* Records shown *
▶

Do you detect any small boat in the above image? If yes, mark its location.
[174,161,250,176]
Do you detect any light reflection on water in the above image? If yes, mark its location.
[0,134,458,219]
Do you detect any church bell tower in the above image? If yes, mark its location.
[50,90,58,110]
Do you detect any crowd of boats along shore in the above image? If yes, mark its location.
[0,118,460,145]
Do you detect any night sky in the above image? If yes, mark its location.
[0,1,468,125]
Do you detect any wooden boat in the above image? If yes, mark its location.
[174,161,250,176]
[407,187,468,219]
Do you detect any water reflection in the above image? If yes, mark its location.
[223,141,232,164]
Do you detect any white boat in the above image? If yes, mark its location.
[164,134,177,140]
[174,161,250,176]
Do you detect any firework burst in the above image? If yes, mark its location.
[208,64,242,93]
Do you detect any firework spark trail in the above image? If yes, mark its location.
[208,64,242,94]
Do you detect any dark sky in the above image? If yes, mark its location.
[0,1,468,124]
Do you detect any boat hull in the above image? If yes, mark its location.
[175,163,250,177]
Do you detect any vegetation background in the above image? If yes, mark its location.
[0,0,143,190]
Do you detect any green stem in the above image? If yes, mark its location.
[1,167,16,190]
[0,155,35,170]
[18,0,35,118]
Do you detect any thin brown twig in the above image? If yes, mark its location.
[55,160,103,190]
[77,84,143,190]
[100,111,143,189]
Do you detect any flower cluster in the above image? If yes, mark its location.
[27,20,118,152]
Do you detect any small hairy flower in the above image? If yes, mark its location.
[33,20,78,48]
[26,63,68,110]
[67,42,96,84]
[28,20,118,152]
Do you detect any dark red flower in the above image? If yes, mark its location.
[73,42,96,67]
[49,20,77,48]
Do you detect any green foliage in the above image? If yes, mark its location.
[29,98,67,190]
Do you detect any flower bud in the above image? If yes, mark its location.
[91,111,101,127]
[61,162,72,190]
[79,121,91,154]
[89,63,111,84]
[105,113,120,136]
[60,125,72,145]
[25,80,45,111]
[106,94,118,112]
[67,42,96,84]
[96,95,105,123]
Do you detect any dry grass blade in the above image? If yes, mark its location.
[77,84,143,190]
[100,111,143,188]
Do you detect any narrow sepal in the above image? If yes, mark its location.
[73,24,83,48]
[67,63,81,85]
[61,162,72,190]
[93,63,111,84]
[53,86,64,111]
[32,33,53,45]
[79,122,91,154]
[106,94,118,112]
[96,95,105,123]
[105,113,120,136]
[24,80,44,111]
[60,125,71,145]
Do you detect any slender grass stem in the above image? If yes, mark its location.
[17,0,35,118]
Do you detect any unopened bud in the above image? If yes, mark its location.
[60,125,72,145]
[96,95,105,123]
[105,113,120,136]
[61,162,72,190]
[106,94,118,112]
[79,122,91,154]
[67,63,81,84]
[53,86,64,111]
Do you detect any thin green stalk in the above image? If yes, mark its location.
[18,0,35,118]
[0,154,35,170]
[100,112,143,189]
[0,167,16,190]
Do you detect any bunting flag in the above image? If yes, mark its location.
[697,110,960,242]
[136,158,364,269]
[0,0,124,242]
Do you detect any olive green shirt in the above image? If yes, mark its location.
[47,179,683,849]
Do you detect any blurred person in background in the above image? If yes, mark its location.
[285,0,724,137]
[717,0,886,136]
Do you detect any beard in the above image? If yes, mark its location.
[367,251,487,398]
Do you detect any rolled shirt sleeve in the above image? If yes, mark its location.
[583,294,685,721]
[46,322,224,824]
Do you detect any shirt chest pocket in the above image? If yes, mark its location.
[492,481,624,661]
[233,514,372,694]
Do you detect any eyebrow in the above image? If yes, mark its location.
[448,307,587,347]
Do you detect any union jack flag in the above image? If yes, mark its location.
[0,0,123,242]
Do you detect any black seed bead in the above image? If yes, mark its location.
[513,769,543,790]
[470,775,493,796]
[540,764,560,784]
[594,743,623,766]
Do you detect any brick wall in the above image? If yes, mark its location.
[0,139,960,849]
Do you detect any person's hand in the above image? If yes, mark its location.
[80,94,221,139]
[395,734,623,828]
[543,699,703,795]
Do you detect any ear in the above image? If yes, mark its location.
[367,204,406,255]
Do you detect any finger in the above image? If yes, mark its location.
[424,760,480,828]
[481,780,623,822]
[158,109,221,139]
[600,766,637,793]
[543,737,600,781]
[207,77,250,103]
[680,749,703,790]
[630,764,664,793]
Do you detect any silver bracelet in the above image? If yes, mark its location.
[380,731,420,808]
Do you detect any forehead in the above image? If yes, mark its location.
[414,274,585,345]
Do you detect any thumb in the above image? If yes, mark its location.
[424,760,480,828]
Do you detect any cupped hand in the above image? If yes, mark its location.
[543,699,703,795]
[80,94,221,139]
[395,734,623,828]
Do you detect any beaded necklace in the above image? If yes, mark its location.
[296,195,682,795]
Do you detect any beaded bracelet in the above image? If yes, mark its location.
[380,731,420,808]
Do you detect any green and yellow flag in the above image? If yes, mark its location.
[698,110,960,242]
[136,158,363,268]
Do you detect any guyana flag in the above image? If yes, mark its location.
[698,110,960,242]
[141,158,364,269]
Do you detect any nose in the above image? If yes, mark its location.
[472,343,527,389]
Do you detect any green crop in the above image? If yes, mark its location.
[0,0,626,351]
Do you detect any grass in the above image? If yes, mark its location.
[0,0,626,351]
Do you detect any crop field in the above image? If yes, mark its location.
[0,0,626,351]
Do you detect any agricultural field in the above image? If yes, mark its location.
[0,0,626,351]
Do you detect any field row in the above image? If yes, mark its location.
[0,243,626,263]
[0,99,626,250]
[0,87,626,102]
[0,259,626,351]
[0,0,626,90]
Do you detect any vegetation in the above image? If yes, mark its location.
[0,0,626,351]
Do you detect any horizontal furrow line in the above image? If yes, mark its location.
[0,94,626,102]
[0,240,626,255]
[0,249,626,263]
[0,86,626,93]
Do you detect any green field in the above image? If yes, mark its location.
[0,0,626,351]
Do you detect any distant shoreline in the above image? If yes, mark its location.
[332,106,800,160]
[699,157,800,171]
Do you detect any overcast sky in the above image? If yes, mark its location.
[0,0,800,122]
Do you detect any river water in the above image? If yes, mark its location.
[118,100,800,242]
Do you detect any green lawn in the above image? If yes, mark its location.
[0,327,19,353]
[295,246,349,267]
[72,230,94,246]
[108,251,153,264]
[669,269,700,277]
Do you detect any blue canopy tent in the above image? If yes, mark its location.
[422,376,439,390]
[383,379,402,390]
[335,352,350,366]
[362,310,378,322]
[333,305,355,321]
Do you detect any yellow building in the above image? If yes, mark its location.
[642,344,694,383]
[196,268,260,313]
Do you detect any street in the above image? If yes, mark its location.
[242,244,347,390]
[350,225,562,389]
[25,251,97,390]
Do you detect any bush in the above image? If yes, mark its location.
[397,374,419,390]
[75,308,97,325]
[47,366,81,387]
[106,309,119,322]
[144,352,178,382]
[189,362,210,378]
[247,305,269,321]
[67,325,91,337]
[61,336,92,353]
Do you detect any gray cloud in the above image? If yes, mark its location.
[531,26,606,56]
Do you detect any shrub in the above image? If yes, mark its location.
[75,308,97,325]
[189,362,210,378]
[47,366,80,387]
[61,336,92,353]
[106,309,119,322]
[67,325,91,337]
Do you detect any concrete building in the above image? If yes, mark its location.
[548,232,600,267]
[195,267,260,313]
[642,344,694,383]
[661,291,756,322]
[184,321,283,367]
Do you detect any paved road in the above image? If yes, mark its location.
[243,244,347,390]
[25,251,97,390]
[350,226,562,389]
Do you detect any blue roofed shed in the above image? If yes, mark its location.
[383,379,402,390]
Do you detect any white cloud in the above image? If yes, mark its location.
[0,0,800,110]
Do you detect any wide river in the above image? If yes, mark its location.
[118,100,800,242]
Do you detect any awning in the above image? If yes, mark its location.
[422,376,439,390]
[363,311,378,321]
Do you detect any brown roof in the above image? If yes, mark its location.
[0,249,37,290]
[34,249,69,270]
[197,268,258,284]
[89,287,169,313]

◀

* Goal of the exercise *
Copy the lines of data word for word, starting at the line that contains "Do you detect any dark red" and ending at the line that contains "[233,514,372,694]".

* Final answer *
Do you detect any dark red flower in the above image? If yes, mark its location.
[73,42,96,67]
[49,20,77,48]
Do you detect any green foliage in the above image? If yes, mark its location.
[29,98,67,190]
Do you detect any flower bud in the above image? If yes, mark its location.
[91,111,101,127]
[61,162,72,190]
[79,121,91,154]
[89,63,111,84]
[105,113,120,136]
[60,125,72,145]
[25,80,45,111]
[106,94,118,112]
[67,42,96,84]
[96,95,105,123]
Do you detect any dry grass blade in the above image? If yes, mark its location.
[77,84,143,190]
[100,111,143,188]
Do you detect any narrow sepal in the above image? If yes, mark its location.
[73,24,83,48]
[67,63,81,85]
[61,162,72,190]
[93,63,111,84]
[53,86,64,111]
[32,33,53,45]
[79,122,91,154]
[106,94,118,112]
[96,95,105,123]
[105,113,120,136]
[24,80,44,111]
[60,125,71,145]
Do you detect any slender grass stem in the above image? If yes, mark its location.
[17,0,35,118]
Do you detect any unopened bud in the above image? If yes, mark its location.
[60,125,72,145]
[96,95,105,123]
[105,113,120,136]
[61,162,72,190]
[106,94,118,112]
[79,122,91,154]
[67,63,81,84]
[53,86,64,111]
Do you detect any thin green stalk in the above image? If yes, mark its location.
[18,0,35,118]
[0,154,35,170]
[100,112,143,189]
[0,167,16,190]
Do you detect any bunting flag in the above image? If yes, mark its location.
[697,110,960,242]
[136,158,364,269]
[0,0,124,242]
Do you detect any olive green shirt in the above image? If yes, mark its location.
[47,179,683,849]
Do you detect any blurred person in background in the above image? If yes, mark its location.
[285,0,724,137]
[717,0,886,136]
Do you detect any beard in the above image? If yes, mark its location.
[367,251,487,398]
Do you detect any rolled shirt sleeve in the above image? If yes, mark its location.
[583,294,685,721]
[46,322,224,824]
Do you detect any shirt chest pocket in the above image? If yes, mark its location.
[492,481,624,661]
[233,514,372,694]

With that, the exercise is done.